| Exercise instructions |
Starting at the line below holding "Target: black ski pant" and stopping at the line holding "Tag a single point on each instance of the jacket", print every line exactly, both ends included, and leave the rest out.

| Data under study |
◇ ◇ ◇ ◇ ◇
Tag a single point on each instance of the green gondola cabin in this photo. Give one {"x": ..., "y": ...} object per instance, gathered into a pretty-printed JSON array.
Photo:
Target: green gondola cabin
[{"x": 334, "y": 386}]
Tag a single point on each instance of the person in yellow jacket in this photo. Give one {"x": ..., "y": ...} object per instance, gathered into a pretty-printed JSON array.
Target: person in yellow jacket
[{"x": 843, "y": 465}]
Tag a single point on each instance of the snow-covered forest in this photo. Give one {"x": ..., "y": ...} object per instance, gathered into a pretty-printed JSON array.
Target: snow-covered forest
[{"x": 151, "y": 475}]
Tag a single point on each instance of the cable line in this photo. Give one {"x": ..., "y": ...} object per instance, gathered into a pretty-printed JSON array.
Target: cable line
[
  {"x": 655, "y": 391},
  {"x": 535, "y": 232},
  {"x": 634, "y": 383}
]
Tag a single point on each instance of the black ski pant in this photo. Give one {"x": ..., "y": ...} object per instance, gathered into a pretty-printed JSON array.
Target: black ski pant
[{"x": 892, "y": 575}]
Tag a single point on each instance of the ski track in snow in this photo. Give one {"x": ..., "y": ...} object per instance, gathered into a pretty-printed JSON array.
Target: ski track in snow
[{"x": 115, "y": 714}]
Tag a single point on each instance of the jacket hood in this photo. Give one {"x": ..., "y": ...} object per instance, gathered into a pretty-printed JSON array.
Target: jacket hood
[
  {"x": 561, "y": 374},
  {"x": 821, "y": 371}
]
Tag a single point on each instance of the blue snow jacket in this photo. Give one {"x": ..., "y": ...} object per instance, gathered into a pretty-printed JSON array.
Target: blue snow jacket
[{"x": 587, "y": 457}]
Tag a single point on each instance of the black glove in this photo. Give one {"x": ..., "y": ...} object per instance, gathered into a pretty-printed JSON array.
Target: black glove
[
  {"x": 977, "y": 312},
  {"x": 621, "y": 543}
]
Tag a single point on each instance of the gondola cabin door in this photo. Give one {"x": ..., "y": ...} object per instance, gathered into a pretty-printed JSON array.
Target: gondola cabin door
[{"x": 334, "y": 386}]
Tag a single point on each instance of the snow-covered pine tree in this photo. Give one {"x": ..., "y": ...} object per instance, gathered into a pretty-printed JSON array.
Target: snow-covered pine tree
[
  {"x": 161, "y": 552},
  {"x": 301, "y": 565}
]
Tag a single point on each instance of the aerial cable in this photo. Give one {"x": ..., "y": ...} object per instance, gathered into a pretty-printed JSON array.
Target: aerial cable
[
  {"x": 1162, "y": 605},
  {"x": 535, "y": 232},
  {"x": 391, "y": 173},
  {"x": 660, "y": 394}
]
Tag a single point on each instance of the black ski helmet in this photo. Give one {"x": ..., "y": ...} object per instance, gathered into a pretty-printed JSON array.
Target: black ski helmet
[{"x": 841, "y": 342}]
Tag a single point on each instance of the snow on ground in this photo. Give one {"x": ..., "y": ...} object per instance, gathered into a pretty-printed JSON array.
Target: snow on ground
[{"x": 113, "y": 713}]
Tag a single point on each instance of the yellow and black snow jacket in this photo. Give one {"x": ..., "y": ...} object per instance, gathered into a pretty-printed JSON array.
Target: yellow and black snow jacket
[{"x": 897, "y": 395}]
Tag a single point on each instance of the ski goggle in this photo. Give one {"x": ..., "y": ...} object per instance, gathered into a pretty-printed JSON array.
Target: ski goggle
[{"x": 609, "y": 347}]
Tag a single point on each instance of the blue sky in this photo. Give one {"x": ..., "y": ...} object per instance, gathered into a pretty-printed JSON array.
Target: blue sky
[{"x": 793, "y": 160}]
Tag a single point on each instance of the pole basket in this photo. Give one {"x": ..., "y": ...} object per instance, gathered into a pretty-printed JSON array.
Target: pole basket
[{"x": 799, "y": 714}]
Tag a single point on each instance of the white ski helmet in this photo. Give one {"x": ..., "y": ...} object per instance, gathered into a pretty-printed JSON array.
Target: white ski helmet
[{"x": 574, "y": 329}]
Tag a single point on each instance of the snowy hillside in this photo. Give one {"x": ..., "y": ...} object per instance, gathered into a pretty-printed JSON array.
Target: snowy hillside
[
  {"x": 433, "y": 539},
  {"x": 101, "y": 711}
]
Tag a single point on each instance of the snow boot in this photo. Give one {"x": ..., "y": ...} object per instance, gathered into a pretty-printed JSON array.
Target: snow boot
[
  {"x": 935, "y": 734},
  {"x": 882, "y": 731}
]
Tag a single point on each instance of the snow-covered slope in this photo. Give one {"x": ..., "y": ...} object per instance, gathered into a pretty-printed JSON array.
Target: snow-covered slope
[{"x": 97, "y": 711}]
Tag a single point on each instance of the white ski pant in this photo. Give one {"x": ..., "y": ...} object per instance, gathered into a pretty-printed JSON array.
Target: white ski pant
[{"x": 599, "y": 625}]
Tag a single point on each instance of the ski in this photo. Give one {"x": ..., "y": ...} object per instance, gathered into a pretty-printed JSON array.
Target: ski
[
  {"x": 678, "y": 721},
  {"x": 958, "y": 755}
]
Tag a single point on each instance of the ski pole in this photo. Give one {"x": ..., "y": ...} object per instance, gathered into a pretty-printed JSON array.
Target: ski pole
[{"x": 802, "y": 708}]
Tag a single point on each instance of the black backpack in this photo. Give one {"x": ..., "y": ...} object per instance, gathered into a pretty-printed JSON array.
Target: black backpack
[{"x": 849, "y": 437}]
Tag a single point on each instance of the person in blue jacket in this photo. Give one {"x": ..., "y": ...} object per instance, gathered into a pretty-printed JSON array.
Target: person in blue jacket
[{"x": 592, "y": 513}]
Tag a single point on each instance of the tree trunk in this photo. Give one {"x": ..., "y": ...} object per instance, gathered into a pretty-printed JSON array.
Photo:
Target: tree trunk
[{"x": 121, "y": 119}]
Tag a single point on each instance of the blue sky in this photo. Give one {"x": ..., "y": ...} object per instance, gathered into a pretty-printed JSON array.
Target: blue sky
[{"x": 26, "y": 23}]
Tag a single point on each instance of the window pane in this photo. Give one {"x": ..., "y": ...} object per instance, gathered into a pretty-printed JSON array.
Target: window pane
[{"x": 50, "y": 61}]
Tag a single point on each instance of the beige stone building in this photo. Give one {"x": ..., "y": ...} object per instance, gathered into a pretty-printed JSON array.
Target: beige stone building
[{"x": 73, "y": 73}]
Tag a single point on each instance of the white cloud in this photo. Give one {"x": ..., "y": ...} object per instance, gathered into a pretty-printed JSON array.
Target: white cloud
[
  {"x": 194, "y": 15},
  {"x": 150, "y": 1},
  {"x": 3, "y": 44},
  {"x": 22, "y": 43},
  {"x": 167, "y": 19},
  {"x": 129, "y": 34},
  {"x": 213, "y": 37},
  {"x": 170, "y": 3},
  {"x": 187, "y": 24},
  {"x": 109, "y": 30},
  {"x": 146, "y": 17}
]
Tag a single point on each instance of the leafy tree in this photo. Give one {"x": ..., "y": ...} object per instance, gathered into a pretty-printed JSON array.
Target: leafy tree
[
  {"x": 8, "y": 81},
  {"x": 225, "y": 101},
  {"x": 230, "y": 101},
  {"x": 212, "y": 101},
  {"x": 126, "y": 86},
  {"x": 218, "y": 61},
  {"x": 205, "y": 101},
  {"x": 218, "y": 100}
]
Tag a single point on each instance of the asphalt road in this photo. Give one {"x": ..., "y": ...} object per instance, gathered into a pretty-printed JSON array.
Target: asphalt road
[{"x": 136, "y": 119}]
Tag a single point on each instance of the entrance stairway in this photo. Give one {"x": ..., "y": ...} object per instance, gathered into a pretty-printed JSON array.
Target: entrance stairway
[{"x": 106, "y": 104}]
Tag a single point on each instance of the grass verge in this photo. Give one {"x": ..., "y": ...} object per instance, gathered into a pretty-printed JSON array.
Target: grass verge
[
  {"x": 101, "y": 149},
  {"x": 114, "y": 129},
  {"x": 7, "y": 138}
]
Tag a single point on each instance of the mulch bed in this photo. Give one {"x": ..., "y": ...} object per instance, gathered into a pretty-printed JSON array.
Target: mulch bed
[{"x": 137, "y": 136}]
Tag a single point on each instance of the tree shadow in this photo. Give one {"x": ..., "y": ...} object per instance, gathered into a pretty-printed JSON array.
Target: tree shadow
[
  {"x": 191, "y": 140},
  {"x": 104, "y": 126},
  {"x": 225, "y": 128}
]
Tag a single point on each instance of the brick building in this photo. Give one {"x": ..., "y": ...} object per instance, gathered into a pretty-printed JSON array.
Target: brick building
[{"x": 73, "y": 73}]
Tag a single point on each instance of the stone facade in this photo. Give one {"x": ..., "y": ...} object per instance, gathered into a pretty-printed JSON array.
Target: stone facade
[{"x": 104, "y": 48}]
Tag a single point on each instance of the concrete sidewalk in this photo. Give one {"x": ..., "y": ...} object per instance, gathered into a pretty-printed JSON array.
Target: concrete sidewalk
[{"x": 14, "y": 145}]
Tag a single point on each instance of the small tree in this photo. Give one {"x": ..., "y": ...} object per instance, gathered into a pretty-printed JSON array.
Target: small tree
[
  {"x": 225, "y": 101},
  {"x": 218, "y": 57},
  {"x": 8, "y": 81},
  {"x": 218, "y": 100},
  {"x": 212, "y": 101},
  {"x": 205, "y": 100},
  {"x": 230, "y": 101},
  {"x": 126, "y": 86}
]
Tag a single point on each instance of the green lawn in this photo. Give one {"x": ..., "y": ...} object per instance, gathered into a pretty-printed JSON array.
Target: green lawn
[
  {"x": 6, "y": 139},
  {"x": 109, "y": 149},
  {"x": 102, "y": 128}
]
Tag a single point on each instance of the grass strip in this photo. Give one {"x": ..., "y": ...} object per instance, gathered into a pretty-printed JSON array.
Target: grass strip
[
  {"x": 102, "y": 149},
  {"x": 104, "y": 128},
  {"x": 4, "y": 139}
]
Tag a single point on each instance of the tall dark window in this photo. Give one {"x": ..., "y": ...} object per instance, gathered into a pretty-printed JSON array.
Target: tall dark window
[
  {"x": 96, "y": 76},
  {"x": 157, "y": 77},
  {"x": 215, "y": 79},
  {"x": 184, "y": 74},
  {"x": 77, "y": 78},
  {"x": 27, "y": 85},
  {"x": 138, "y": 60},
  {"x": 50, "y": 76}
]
◇ ◇ ◇ ◇ ◇
| Completed exercise |
Target: black ski pant
[{"x": 892, "y": 575}]
Tag a single point on each instance of the ski track in snow in this photo. Give one {"x": ..., "y": ...} object per instance, gathered into a pretty-printed JSON array.
Target: ski track in snow
[{"x": 115, "y": 714}]
Tag a single point on each instance of the jacket hood in this photo. Give one {"x": ..., "y": ...} object per instance, gathered into a pretty-printed JSON array.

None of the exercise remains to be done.